**Prompt**:
Restrict the output to the lines below starting at the one that contains "point_to(query) locates the red" and ending at the one that contains "point_to(query) locates the blue beach", and restate them word for word, both ends included.

(Source records)
--------------------

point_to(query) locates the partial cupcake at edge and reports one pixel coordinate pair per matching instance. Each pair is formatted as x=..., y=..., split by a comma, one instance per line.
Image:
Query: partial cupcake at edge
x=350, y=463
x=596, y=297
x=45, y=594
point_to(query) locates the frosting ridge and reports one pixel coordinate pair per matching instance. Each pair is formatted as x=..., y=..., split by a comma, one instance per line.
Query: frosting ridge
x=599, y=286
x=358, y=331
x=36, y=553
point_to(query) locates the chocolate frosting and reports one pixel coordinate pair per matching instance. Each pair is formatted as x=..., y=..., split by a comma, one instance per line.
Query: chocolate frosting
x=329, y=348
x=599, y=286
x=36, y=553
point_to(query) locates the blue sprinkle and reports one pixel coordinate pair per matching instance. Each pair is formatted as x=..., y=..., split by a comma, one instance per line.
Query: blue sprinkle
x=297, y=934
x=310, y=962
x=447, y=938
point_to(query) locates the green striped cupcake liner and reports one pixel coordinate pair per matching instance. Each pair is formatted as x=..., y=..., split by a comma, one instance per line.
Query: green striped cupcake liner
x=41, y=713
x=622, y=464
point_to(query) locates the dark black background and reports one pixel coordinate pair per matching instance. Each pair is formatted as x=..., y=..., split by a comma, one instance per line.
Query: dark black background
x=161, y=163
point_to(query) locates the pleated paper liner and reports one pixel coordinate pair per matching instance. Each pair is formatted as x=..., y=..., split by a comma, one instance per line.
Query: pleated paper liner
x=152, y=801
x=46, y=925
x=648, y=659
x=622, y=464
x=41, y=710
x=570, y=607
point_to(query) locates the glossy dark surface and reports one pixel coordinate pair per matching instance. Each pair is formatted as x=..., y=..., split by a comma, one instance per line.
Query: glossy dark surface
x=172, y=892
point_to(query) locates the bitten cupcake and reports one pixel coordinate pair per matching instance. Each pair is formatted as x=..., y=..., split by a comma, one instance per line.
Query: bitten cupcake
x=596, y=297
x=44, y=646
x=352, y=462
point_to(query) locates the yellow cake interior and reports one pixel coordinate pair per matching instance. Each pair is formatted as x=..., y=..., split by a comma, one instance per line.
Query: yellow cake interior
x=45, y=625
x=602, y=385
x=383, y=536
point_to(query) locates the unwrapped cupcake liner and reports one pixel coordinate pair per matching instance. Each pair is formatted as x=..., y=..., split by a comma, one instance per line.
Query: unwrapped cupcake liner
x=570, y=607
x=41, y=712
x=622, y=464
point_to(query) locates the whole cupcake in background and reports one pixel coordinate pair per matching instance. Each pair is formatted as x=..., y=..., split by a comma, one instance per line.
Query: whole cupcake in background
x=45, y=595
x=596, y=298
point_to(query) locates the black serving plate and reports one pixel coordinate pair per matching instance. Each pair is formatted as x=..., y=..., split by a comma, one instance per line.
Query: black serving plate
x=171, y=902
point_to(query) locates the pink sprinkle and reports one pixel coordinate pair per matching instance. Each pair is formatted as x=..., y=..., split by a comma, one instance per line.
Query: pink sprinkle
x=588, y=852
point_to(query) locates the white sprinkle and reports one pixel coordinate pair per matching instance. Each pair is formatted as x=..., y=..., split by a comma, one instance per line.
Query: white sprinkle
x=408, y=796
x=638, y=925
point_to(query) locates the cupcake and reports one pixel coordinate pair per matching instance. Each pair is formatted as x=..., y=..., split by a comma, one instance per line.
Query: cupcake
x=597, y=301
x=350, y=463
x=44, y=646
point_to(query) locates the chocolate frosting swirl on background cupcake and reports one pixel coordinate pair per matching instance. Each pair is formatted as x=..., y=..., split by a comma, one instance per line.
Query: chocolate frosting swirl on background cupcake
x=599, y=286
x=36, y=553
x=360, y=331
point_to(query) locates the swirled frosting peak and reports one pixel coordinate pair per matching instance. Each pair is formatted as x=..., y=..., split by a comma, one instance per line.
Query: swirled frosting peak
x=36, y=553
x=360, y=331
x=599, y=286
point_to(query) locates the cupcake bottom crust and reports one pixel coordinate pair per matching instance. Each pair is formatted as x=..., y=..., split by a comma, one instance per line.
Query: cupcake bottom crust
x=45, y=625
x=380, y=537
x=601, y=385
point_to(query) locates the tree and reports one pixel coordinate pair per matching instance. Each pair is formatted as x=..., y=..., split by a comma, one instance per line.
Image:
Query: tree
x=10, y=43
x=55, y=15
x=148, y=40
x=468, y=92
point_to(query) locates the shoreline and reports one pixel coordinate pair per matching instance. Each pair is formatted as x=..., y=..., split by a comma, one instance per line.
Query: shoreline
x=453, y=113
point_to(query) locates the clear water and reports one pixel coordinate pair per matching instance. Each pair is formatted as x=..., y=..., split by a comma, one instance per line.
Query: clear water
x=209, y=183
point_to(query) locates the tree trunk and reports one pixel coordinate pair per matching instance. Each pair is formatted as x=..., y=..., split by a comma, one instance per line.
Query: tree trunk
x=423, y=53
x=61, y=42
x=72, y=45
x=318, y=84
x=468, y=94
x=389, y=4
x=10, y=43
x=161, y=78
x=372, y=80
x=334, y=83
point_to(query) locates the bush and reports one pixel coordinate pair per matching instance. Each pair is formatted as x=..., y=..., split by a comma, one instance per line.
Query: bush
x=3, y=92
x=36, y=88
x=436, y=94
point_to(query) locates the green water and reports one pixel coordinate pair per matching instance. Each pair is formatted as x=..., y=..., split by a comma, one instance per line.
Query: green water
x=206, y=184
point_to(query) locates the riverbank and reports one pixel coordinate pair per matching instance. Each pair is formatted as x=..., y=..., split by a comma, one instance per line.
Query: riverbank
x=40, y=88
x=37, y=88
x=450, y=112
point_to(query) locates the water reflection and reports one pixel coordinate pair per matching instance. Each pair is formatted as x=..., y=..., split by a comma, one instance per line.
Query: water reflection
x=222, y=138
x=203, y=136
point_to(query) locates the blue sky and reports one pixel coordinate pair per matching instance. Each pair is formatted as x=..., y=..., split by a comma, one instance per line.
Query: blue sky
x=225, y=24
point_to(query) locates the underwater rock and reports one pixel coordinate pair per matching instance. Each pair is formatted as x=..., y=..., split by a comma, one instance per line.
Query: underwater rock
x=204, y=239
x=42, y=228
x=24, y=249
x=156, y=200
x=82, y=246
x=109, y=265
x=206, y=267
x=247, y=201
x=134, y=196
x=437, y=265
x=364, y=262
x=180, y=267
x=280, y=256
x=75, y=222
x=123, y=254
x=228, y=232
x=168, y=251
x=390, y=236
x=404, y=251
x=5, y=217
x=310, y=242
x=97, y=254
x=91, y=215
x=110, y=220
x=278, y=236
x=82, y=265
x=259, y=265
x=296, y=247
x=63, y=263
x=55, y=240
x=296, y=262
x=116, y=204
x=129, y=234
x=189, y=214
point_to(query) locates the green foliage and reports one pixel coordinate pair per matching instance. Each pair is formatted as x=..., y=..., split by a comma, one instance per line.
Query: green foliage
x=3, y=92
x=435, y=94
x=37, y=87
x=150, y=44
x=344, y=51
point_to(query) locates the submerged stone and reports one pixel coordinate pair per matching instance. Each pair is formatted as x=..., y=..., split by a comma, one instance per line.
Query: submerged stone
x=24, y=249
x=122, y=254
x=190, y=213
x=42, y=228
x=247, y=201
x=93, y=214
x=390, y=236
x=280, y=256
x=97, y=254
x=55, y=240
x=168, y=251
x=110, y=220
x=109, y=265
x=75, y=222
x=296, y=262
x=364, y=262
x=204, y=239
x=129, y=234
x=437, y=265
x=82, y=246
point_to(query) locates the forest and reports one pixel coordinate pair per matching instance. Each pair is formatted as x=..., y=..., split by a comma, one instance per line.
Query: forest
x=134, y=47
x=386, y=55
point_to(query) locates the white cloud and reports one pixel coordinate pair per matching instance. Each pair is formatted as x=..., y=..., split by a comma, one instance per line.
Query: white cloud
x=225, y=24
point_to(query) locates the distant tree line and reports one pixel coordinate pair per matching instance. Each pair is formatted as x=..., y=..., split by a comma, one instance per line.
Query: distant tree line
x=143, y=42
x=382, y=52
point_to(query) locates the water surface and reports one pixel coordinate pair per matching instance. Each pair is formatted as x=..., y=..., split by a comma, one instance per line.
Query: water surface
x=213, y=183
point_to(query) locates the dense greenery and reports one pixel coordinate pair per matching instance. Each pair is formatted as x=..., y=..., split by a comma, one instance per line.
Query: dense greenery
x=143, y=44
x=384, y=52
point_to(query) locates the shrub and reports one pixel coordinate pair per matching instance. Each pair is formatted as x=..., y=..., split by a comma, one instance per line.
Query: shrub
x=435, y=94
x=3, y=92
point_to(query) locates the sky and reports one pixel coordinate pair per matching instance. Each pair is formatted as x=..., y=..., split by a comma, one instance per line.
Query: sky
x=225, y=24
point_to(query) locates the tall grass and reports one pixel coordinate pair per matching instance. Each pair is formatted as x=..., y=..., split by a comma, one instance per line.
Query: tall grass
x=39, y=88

--------------------

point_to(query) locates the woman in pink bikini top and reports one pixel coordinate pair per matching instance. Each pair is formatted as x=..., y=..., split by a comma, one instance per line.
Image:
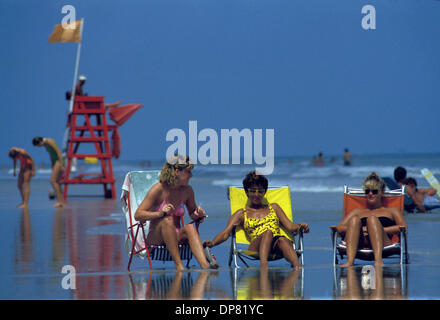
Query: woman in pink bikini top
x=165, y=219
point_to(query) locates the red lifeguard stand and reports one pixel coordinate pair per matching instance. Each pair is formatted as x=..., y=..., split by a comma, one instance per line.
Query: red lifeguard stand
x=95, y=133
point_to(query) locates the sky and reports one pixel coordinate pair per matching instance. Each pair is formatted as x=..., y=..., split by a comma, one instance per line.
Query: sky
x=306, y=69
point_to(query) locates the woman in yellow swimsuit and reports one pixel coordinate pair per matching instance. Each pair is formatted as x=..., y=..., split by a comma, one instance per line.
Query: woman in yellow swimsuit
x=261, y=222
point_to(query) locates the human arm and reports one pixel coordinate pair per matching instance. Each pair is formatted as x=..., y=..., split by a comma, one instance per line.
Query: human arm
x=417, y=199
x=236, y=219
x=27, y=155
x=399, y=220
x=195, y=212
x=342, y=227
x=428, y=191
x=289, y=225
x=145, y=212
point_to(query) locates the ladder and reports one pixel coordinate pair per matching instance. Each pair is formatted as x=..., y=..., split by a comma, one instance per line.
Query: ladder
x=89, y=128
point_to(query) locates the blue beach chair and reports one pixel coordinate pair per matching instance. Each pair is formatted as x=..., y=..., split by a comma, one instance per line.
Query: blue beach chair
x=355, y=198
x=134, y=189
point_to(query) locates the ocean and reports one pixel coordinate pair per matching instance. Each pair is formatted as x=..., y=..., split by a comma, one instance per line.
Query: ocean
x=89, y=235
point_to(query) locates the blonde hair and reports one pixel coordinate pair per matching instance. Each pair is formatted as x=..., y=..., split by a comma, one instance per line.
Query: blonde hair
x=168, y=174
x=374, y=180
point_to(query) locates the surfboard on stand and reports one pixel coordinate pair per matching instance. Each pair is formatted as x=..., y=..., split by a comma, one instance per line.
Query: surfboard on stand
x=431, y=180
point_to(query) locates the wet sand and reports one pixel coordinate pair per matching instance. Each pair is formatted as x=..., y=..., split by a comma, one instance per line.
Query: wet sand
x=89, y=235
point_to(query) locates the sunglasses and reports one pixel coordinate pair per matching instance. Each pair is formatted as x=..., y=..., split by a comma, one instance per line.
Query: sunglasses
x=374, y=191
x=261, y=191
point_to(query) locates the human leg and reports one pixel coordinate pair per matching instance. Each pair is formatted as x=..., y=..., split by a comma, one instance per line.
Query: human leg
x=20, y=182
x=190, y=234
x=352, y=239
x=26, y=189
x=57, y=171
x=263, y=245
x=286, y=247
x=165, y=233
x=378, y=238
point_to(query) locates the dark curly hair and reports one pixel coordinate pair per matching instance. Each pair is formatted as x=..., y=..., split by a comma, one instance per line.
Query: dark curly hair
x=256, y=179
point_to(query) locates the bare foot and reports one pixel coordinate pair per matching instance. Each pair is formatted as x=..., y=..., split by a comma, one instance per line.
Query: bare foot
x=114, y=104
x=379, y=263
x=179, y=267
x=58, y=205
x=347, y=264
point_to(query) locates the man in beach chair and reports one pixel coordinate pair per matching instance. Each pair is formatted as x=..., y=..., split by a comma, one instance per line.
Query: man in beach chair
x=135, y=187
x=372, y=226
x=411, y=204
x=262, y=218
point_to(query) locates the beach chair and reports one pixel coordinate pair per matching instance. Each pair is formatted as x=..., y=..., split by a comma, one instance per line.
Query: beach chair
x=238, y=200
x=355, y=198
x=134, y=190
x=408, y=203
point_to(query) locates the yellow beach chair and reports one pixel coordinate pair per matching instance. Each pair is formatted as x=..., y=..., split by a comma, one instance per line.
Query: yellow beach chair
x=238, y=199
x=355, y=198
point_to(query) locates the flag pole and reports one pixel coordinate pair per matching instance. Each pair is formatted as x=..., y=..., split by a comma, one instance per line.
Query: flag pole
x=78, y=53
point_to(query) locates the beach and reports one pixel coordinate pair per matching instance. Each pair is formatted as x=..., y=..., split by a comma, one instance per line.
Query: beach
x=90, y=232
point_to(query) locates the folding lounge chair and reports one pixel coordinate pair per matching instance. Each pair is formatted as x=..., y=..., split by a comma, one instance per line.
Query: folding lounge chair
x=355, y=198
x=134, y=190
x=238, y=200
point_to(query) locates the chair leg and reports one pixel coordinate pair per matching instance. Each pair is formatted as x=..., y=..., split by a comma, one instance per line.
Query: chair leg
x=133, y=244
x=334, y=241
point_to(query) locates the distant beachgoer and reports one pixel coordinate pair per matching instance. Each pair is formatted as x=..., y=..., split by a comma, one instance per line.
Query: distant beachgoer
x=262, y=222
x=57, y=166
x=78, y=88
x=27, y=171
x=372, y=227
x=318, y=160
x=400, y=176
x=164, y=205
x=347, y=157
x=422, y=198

--------------------

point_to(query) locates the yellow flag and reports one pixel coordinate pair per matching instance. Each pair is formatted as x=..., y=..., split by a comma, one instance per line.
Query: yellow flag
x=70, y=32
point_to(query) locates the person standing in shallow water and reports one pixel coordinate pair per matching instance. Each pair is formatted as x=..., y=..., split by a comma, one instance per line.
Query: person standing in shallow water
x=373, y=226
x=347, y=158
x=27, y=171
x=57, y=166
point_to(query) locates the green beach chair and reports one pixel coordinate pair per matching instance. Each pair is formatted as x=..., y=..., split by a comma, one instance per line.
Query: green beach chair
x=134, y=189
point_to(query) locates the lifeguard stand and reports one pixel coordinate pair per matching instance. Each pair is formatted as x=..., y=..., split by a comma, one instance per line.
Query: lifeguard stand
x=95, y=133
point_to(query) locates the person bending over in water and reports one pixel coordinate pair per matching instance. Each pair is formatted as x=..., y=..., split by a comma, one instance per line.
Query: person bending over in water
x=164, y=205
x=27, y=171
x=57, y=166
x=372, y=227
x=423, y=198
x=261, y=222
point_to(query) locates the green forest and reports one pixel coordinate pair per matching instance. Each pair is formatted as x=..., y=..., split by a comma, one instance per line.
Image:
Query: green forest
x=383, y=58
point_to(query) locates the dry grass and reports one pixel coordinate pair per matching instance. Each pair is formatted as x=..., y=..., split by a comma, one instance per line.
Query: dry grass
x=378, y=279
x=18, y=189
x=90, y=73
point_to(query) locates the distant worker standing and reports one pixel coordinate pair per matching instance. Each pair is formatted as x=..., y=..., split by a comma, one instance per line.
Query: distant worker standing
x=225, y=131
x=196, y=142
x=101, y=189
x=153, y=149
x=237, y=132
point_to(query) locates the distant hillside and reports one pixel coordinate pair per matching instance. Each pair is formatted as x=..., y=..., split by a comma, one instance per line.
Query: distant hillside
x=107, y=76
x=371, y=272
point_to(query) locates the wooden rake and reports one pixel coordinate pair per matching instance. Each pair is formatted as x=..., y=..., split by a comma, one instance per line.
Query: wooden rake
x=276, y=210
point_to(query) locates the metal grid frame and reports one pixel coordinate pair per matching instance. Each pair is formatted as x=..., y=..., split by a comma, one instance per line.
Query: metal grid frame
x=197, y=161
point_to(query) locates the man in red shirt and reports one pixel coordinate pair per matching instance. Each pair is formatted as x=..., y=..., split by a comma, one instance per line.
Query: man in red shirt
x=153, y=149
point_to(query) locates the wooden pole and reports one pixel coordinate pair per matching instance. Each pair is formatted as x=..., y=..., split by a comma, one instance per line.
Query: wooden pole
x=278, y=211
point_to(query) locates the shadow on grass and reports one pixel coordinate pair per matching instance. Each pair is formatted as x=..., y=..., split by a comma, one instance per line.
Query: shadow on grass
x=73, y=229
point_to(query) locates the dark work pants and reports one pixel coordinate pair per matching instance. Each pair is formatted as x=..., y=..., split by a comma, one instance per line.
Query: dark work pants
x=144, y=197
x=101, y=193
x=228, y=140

--------------------

**Problem solution**:
point_to(query) locates the red lifeguard stand and reports one pixel coordinate pair per matching instance. Each pair is formatted as x=..., y=..., split by a comma, one instance per line.
Query: red lifeguard stand
x=95, y=133
point_to(query) locates the sky and reports one pixel coordinate pair per matching instance. Each pair is formatted as x=..., y=..., split by a comma, one instance per line.
Query: sky
x=306, y=69
point_to(query) locates the woman in yellow swimsuit and reports one pixel coordinate pair per matching instance. Each pair is formatted as x=..., y=..., split by a comma, one instance per line.
Query: woman in yellow swimsuit
x=261, y=222
point_to(query) locates the human arm and reports one pixel coordinate pair per matching instance. Each pair is formatted as x=..., y=..., split by a comma, one instance per line.
Query: human arm
x=417, y=199
x=236, y=219
x=27, y=155
x=399, y=220
x=195, y=212
x=342, y=227
x=428, y=191
x=289, y=225
x=145, y=212
point_to(query) locates the ladder and reports one pixel coordinate pair per matching instance. Each pair is formatted as x=..., y=..., split by a comma, one instance per line.
Query: ladder
x=89, y=128
point_to(query) locates the blue beach chair and reports one pixel coordinate pair per matching instance. Each pair is formatted as x=..., y=..., split by a comma, one instance per line.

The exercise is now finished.